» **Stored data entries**
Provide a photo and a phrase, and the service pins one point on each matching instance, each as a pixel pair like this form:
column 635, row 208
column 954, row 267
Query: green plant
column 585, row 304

» **Exercise directions**
Lay out every line of the records above as a JSON list of strings, one string per line, skipping any blank lines.

» **Written solution**
[
  "Provide a photo and a phrase, and the service pins one point on each matching instance, each as a pixel pair like this form:",
  "column 635, row 208",
  "column 954, row 267",
  "Query: green plant",
  "column 585, row 304"
]